▸ **Document**
No one’s ever been rude enough to ask me the question directly. But it has sure as hell been implied.
The anarchist friend who heard about my ouija board experiments and took it upon himself to explain to me that there’s no such thing as supernatural spirits, as if I might not have thought about that for myself…
The Surrealist friend who ranted on social media that he was sick and tired of fellow Surrealists treating the occult as literal truth rather than poetic metaphor, as if those were the only two options available…
The academic friend who looked aghast when I mentioned an interest in kabbala, and edged away as if I might be about to subject her to unspeakable acts of non-consensual reiki…
Oh yeah. The question’s been implied. I’ve actually been waiting for years now for someone to have the rude decency to ask it outright.
So today I’m going to pretend that you have, just to give myself the fun of trying to answer.

Believe It Or Not
It all starts with the distinction between believing and supposing. This distinction was neatly summed up – and brilliantly practised – by experimental theatre genius Ken Campbell:
Don’t believe in anything – nothing which is the product of the human mind is a fitting subject for your belief – but you can suppose everything – and in fact you should. Supposing as much as possible is mind-opening, mind-widening. Suppose God. Suppose flying saucers. Suppose fairies. I suppose you could suppose that one of the big religions had got it right – down to the last nut and bolt! But don’t believe it.
I’ve also seen Campbell’s position pithily summed up as “supposing is mind-expanding, believing is mind-deadening”. And that’s exactly my attitude to the occult.
To explain what I mean, I’ll use those old ouija experiments of mine as an example. Actually, they weren’t only mine. Back in the days of the Surrealist London Action Group, they were a major collective pursuit for quite some time. We’d whip out the old planchette at the drop of a hat. Ah, halcyon days.

▸ **Requirements**
Reproduce the passage on believing versus supposing in the occult word for word, from its opening line to its final sentence.

▸ **Data section**
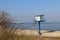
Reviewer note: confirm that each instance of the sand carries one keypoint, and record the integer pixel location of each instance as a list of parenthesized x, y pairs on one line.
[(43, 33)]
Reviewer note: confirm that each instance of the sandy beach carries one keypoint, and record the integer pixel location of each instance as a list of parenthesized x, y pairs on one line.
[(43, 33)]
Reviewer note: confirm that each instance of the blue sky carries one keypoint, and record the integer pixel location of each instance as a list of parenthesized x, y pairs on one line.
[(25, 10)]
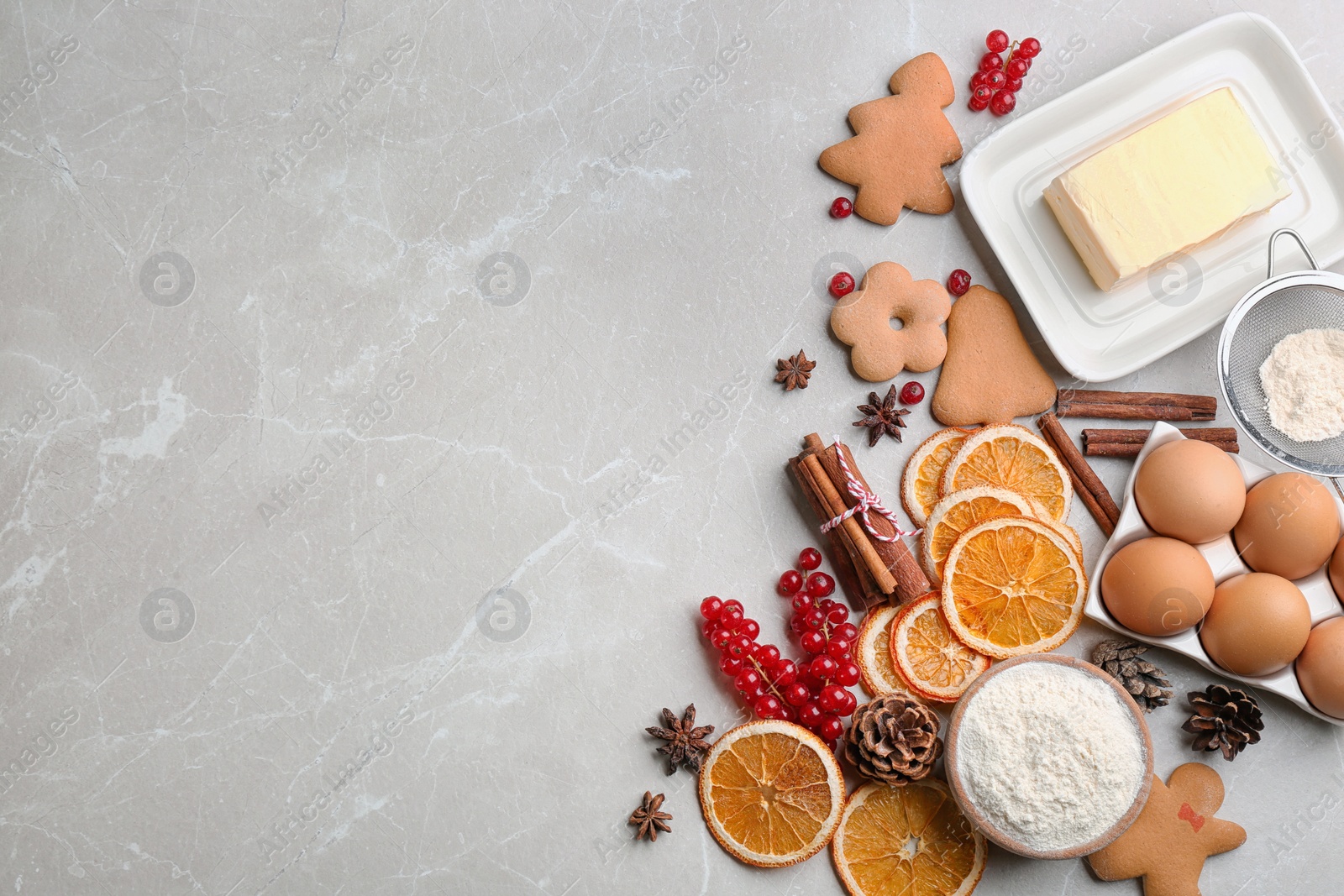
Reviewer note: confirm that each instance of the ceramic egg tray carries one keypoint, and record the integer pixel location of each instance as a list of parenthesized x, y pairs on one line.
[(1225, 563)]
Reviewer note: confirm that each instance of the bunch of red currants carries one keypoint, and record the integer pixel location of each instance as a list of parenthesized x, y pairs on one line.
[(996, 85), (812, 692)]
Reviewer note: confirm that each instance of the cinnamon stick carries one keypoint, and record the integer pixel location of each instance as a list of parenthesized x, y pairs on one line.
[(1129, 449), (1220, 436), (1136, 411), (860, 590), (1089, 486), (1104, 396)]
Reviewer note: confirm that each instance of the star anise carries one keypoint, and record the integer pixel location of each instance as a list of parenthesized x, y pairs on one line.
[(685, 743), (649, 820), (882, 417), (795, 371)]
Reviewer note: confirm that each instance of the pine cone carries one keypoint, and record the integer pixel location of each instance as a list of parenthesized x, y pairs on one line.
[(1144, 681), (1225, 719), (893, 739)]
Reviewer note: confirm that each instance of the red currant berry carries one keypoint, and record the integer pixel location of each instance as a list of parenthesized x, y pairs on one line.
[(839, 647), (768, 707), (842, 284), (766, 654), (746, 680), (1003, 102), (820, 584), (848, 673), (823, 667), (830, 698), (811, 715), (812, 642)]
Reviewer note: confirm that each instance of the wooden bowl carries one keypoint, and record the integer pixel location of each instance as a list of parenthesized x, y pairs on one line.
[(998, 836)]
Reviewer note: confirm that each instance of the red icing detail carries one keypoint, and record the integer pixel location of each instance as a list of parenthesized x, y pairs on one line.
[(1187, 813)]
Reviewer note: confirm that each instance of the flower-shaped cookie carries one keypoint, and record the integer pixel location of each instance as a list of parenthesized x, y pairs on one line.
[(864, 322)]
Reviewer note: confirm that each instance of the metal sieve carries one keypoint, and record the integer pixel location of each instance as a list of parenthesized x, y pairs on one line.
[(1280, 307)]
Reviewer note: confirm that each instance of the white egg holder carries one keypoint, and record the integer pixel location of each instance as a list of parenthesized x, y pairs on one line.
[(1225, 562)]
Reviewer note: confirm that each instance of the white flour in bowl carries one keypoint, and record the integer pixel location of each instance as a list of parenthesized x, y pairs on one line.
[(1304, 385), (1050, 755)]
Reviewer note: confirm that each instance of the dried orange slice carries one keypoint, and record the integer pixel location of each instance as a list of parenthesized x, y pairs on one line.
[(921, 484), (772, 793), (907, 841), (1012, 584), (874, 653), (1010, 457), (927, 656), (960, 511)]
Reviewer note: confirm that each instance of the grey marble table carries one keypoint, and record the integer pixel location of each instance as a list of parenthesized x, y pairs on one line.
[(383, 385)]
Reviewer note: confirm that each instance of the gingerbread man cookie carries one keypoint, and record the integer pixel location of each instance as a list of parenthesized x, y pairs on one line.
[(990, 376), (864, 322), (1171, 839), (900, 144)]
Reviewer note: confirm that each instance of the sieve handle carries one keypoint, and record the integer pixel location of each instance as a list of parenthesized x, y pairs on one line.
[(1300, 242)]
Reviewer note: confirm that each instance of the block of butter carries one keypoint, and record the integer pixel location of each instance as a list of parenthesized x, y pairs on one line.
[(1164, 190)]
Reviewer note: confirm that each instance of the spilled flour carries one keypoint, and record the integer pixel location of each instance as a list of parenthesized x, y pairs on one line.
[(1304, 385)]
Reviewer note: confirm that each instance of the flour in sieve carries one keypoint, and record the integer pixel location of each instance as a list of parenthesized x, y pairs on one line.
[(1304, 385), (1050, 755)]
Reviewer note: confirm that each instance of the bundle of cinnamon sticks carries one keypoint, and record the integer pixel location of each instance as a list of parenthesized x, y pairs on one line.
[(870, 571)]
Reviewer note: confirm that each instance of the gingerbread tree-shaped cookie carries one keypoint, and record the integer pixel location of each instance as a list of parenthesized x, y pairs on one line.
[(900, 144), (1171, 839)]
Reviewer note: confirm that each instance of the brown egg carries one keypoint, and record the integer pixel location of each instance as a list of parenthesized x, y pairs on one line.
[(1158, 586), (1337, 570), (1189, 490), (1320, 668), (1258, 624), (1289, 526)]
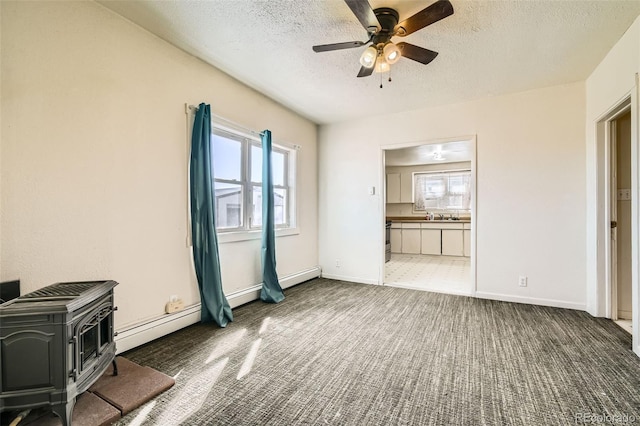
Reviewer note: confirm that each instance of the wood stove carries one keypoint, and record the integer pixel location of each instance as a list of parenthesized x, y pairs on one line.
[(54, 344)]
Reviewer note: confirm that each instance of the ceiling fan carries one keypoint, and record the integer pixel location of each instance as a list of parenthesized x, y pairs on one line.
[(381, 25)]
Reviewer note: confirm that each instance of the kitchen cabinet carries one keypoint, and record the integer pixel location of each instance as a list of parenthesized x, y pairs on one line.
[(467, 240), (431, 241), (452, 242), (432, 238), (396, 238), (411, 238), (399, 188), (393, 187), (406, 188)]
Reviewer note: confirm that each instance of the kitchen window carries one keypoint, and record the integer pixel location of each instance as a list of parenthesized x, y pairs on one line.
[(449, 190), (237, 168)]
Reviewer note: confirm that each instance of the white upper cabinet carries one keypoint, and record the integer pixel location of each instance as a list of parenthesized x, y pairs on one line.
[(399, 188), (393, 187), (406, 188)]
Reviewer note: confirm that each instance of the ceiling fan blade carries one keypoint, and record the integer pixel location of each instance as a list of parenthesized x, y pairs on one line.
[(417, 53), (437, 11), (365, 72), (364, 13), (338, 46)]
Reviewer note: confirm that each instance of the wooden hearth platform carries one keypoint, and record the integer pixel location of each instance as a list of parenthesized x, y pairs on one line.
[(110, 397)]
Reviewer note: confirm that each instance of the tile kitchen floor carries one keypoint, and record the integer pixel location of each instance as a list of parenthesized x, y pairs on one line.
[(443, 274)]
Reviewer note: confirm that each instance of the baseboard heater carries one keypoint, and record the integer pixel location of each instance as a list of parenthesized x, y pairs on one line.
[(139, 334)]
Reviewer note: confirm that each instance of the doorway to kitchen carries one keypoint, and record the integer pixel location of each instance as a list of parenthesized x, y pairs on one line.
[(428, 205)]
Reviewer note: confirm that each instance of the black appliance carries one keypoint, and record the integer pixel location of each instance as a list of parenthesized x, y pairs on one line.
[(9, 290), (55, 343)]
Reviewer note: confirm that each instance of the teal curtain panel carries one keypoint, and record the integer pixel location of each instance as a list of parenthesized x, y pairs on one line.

▸ **Full response**
No one’s ever been rude enough to ask me the question directly. But it has sure as hell been implied.
The anarchist friend who heard about my ouija board experiments and took it upon himself to explain to me that there’s no such thing as supernatural spirits, as if I might not have thought about that for myself…
The Surrealist friend who ranted on social media that he was sick and tired of fellow Surrealists treating the occult as literal truth rather than poetic metaphor, as if those were the only two options available…
The academic friend who looked aghast when I mentioned an interest in kabbala, and edged away as if I might be about to subject her to unspeakable acts of non-consensual reiki…
Oh yeah. The question’s been implied. I’ve actually been waiting for years now for someone to have the rude decency to ask it outright.
So today I’m going to pretend that you have, just to give myself the fun of trying to answer.

Believe It Or Not
It all starts with the distinction between believing and supposing. This distinction was neatly summed up – and brilliantly practised – by experimental theatre genius Ken Campbell:
Don’t believe in anything – nothing which is the product of the human mind is a fitting subject for your belief – but you can suppose everything – and in fact you should. Supposing as much as possible is mind-opening, mind-widening. Suppose God. Suppose flying saucers. Suppose fairies. I suppose you could suppose that one of the big religions had got it right – down to the last nut and bolt! But don’t believe it.
I’ve also seen Campbell’s position pithily summed up as “supposing is mind-expanding, believing is mind-deadening”. And that’s exactly my attitude to the occult.
To explain what I mean, I’ll use those old ouija experiments of mine as an example. Actually, they weren’t only mine. Back in the days of the Surrealist London Action Group, they were a major collective pursuit for quite some time. We’d whip out the old planchette at the drop of a hat. Ah, halcyon days.